__Directive__
Rewrite the data below with every "clicks" changed to "points" and everything else unchanged. Leave out the pictures.

__Data__
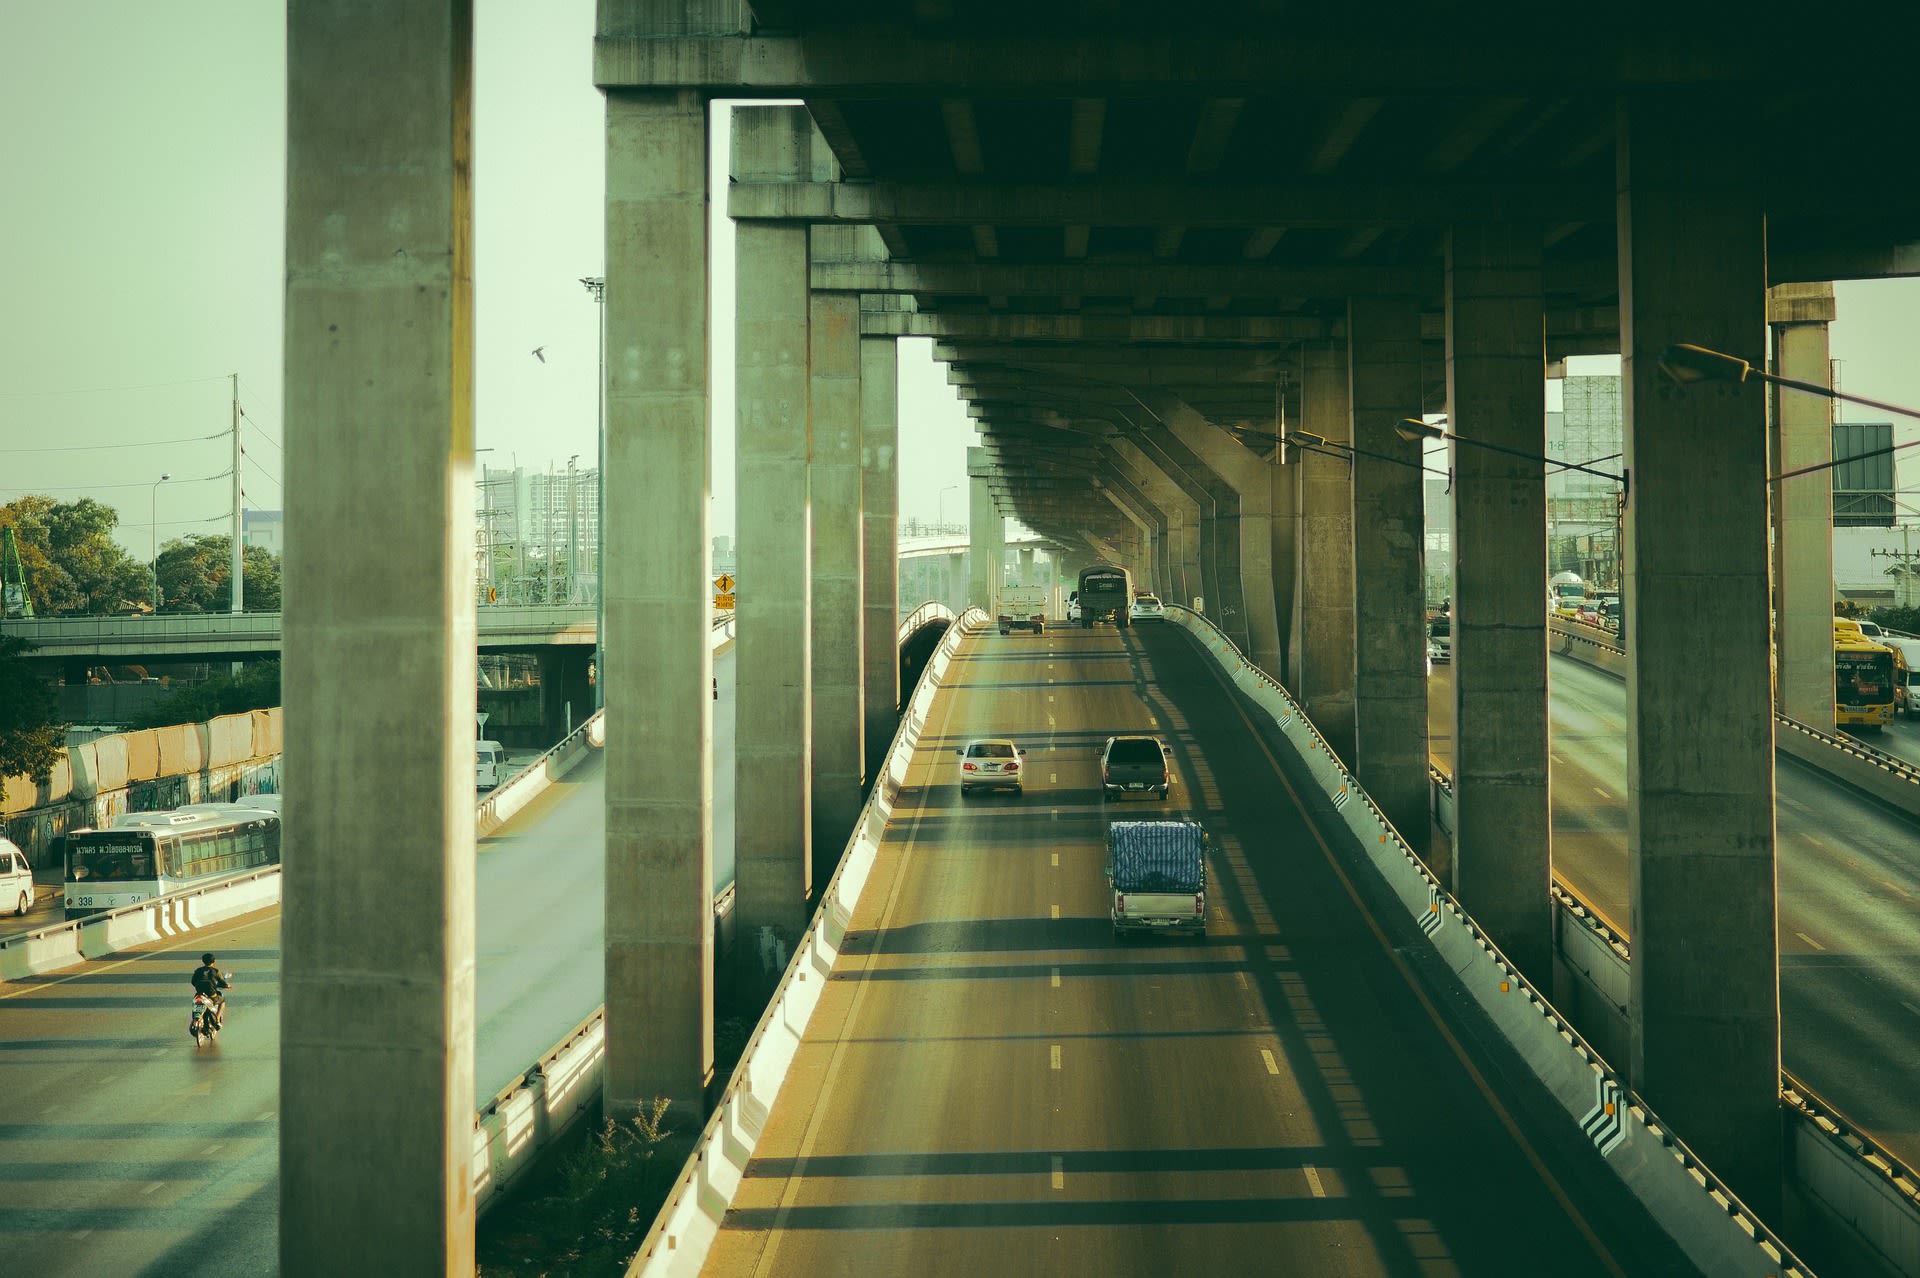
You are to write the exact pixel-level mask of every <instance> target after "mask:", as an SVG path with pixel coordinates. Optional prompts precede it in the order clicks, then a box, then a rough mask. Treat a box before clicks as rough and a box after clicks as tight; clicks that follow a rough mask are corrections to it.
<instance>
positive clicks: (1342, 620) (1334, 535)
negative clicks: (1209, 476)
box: [1288, 342, 1354, 768]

__Task solution__
You are to write the exact pixel-level mask of every <instance> target after "mask:", as an SVG path with pixel coordinates. Optional prompts precede it in the order points, then a box, then a rough mask. Treat a box before points as rough and a box after points as tight; points that follow a rough mask are corrections to it.
<instance>
positive points: (1342, 620) (1334, 535)
negative points: (1209, 476)
box: [1288, 342, 1354, 768]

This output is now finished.